You saw a marketplace there that was highly concentrated in six major dealers. You saw a marketplace where there was no transparency. Those dealers knew who their counterparties were, but did not know who their counterparties’ counterparties were. There was nobody with the overall view of what that credit concentration and credit risk was.

That’s what we were calling for regulation to do—to get information about all these counterparties’ exposures. Who was exposed to whom? It was obvious to me. We have this system of bank examiners—I don’t mean to disparage bank examiners, but they can be focused on the minutiae: “Are these forms being filled out correctly?” and they just miss the big picture of the big risk exposure and the functioning of a bank and its risk management. And the central banks allowing the capital to be set by the banks’ own internal models is just incredible.

TA: What would have happened had your recommendations been implemented in ‘94?

JB: AIG wouldn’t have happened.

TA: If AIG hadn’t happened—they were taking much of the super-senior risk and concentrating it in one place, you can follow it down the line, you would have much less lending to subprime housing, for instance. But you guys at that point were talking about interest-rate swaps:

JB: The credit-derivatives market was just being developed as we issued our report. We knew about it and we knew about AIG. Matter of fact, when you read about the regulatory gaps with the insurance companies, that’s what we had in mind.

We went up to meet with (CEO) Hank Greenberg up at his office at AIG to talk about our report and what we were recommending. He said “You can’t tell me anything about risk management. I’ve got control of this. It was out of control, but I’ve got control of it now. I have nothing to learn from you.”

The other thing that kills me—after our report came out and I was director of this group of about 120 people—some people in New York, Chicago, San Francisco—most in Washington. They did an amazing amount of work in the four or five years I headed that group. When Republicans took over the House, they cut GAO’s budget like 40 percent, partly I think as payback. They pretty much gutted the GAO’s ability to do this kind of work.

TA: Has it ever recovered?

JB: No.

TA: So if you were at GAO right now and were asked to do this kind of report you couldn’t do it?

JB: No, I don’t think you could do it, unfortunately.

One of the immediate fallouts from the big budget cut of the GAO was that we lost the New York office. I lost the people up there who helped do a lot of this work. I always gave them two directions: one, we want to be focusing on where the assets are—the big markets—and two, we want to focus on where the risk is. And that’s the way this derivatives report came about. It was growing rapidly, lot of exposure and big risk that no one was looking at.

TA: What do you think about how the press covers regulation?

JB: I think over the years the press, with a couple of key exceptions, the finance press is heavily influenced by industry. They take their side. To write their stories, financial reporters need to develop and maintain knowledgeable sources willing to speak on the record. These sources almost all come from the industry and naturally present the industry’s point of view. It is much more difficult for reporters to find informed, unbiased analysts willing to speak on the record. There is usually nothing in it for them to do so.

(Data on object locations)
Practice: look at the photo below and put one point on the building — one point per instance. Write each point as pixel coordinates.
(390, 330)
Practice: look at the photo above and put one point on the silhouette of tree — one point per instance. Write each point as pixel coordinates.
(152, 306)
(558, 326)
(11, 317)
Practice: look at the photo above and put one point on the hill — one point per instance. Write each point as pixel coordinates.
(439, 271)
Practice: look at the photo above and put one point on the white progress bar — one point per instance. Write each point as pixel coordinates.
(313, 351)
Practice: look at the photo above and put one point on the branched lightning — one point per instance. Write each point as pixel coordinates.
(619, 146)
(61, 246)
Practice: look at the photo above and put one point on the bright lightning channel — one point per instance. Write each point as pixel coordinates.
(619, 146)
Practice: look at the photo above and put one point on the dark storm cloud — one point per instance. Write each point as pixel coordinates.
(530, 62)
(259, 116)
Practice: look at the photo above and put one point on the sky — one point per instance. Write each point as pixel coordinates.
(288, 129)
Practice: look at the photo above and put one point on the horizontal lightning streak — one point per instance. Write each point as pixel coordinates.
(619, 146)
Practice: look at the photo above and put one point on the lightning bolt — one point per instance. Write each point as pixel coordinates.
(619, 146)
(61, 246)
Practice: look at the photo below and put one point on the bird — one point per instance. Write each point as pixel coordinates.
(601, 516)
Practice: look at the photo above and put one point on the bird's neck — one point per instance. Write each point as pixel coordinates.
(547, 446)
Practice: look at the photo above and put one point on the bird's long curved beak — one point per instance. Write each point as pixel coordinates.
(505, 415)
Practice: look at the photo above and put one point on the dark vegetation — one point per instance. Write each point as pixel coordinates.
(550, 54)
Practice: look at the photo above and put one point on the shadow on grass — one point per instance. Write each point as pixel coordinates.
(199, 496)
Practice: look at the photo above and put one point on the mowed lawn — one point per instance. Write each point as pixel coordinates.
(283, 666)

- **EXERCISE DESCRIPTION**: Can you retype the interview on derivatives regulation word for word, between "The other thing" and "do it, unfortunately.", inclusive?

- **ANSWER TO THIS PROBLEM**:
The other thing that kills me—after our report came out and I was director of this group of about 120 people—some people in New York, Chicago, San Francisco—most in Washington. They did an amazing amount of work in the four or five years I headed that group. When Republicans took over the House, they cut GAO’s budget like 40 percent, partly I think as payback. They pretty much gutted the GAO’s ability to do this kind of work.

TA: Has it ever recovered?

JB: No.

TA: So if you were at GAO right now and were asked to do this kind of report you couldn’t do it?

JB: No, I don’t think you could do it, unfortunately.